- **Your objective**
Copy the material from the line with "For the test set, locate each instance of the stubble" to the end, swapping "stubble beard" for "facial hair" and keeping everything else the same.

Items from a data source:
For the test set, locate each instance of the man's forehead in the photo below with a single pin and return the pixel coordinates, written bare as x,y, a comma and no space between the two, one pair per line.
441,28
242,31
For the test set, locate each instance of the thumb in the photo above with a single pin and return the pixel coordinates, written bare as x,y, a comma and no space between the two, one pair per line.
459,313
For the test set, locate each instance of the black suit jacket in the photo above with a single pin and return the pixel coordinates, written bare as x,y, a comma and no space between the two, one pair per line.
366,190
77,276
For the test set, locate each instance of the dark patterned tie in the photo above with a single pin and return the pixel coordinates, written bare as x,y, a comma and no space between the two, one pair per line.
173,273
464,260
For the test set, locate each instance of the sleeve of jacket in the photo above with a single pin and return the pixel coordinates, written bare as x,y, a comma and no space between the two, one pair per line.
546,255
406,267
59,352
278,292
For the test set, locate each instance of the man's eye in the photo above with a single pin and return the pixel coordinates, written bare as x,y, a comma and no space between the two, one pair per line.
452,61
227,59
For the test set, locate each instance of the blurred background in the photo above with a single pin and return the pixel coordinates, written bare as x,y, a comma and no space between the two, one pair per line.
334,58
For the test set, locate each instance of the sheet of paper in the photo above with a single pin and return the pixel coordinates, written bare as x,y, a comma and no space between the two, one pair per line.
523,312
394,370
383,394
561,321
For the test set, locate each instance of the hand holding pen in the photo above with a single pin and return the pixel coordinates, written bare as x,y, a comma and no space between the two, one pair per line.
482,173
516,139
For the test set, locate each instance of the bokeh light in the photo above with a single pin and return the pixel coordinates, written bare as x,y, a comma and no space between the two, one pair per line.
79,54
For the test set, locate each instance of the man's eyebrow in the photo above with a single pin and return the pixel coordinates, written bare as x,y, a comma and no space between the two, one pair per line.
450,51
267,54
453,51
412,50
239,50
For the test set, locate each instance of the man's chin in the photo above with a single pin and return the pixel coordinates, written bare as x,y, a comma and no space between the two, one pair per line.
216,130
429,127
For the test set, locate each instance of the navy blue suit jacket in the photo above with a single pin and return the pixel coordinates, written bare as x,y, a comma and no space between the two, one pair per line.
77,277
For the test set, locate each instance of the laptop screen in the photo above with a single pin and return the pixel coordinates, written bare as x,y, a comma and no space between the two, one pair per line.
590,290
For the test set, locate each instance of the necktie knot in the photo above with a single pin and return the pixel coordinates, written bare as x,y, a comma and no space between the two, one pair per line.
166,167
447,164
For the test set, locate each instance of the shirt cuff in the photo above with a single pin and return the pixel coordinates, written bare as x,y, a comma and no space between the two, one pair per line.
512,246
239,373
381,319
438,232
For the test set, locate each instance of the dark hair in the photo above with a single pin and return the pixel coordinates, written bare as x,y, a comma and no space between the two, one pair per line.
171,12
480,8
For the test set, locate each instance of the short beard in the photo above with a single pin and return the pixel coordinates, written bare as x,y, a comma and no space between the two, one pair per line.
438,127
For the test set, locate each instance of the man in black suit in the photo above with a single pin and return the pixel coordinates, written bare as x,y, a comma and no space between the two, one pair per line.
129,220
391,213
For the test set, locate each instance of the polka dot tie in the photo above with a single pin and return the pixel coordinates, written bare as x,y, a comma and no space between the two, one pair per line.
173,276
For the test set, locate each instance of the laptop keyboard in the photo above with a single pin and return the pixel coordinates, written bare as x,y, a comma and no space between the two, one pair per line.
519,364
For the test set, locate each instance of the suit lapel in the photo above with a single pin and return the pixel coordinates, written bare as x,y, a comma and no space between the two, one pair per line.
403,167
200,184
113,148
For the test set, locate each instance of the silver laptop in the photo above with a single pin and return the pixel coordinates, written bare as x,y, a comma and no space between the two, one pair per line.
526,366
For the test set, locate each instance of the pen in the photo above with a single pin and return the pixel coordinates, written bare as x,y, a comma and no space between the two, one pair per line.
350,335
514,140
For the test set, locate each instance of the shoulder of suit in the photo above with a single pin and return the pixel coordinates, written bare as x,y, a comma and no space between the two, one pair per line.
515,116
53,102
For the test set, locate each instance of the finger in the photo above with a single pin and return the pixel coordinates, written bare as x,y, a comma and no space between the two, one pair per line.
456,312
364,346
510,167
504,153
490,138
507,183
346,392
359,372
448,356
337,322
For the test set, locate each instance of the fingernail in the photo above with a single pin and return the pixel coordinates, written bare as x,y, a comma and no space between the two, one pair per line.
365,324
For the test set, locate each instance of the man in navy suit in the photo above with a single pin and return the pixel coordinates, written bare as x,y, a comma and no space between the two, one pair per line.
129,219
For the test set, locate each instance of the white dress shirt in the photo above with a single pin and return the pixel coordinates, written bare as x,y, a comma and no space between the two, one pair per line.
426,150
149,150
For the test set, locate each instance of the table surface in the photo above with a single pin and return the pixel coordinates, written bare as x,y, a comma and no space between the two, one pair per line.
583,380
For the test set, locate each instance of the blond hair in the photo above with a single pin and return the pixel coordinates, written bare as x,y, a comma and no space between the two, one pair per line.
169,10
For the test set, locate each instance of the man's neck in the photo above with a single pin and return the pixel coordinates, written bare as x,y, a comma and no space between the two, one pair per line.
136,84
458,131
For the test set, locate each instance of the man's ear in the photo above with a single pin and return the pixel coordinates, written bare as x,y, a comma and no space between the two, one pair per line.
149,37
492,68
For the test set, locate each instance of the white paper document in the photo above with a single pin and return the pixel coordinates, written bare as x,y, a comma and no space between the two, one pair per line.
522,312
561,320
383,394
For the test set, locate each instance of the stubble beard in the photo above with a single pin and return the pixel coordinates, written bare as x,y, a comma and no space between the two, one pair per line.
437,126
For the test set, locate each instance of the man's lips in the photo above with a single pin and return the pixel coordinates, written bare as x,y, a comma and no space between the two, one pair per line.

- **Response for this exercise**
For the test set, locate each instance of the facial hair in the photo above with a single pin and return the pixel coordinates, written bare as x,y, a comma and no space between the two, one pair per line.
437,126
For the test set, locate each instance of the man's lips in the photo above with a single pin and return the pixel coordinates, written bare as x,y, a comma and no space between the two, one pair per line.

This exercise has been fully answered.